**課題 A**
下の原文抜粋で、交際や結婚の相手として言及されている人の種類をすべて挙げてください。

**原文抜粋**
########

別の売れっ子の男性芸人さんは、「オンナ芸人のほうがお笑いを愛している」と言っていたことがありました。上述したとおり、男性芸人の場合、売れると仕事はもちろん、お金はもちろん、モテるようになって女子アナのようなブランドの人と交際、結婚ができる。しかし、女性芸人を見渡すと、売れたからアイドルやイケメン俳優さんと交際とか結婚なんて話は聞いたことがない。男性芸人は売れることで一石二鳥にも三鳥にもなるのに、女性芸人はそうはならない。にも関わらず、お笑いをやろうと思うのは、オンナ芸人がそれだけお笑いを愛している証拠なのだと思ったのでしょう。



それでは、なぜ女性芸人が“笑い”を目指すのでしょう。今日は清水ミチコさんの半自伝的エッセイ「カニカマ人生論」(幻冬舎)から、それをさぐってみましょう。

########

**課題 B**
下のエントリのうち、文字列「switch」を含む行をすべて特定し、各行を書き写してください。

########

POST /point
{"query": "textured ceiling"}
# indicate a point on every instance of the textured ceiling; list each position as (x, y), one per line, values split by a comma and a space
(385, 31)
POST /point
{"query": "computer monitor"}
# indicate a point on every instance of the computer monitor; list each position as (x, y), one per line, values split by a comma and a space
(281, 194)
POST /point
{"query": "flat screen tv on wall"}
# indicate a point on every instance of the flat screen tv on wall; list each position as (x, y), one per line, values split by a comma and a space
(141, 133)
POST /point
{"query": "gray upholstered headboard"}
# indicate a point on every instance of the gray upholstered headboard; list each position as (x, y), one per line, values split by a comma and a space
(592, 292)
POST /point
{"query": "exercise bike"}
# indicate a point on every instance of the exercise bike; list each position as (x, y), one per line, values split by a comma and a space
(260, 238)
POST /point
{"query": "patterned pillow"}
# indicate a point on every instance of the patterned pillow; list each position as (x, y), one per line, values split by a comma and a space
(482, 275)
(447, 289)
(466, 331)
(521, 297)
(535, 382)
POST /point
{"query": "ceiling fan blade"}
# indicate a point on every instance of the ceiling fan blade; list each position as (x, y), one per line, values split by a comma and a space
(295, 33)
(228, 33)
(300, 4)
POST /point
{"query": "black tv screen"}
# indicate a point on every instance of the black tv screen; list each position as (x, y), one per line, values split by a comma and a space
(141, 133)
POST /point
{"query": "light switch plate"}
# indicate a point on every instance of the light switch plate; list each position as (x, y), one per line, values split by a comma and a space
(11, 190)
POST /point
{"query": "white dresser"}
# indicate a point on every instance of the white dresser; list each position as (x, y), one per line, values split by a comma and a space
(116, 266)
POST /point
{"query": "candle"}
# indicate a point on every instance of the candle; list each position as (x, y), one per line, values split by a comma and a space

########

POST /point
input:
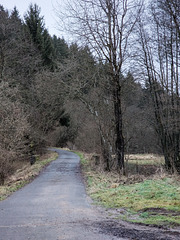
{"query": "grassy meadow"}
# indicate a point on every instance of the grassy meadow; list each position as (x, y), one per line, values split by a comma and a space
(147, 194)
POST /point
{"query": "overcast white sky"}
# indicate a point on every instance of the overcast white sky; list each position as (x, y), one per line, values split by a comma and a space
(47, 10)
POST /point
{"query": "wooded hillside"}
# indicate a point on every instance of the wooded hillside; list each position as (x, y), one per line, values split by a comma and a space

########

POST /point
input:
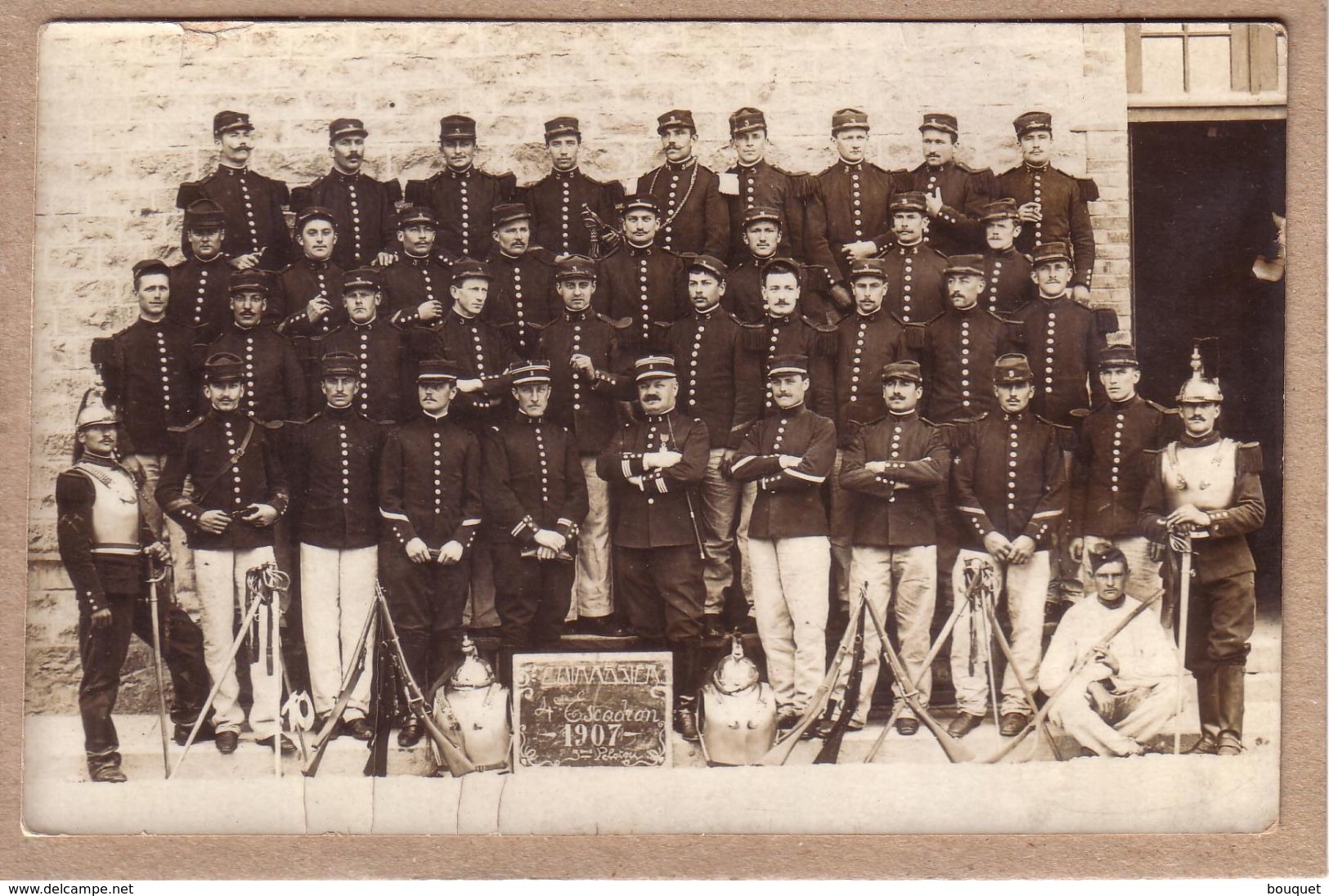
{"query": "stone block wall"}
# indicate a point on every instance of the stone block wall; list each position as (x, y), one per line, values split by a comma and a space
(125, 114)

########

**解答例 A**
女子アナ
アイドル
イケメン俳優さん

**解答例 B**
{"query": "light switch plate"}
# indicate a point on every instance of the light switch plate; list each position as (x, y), one per line, values split by a comma and a space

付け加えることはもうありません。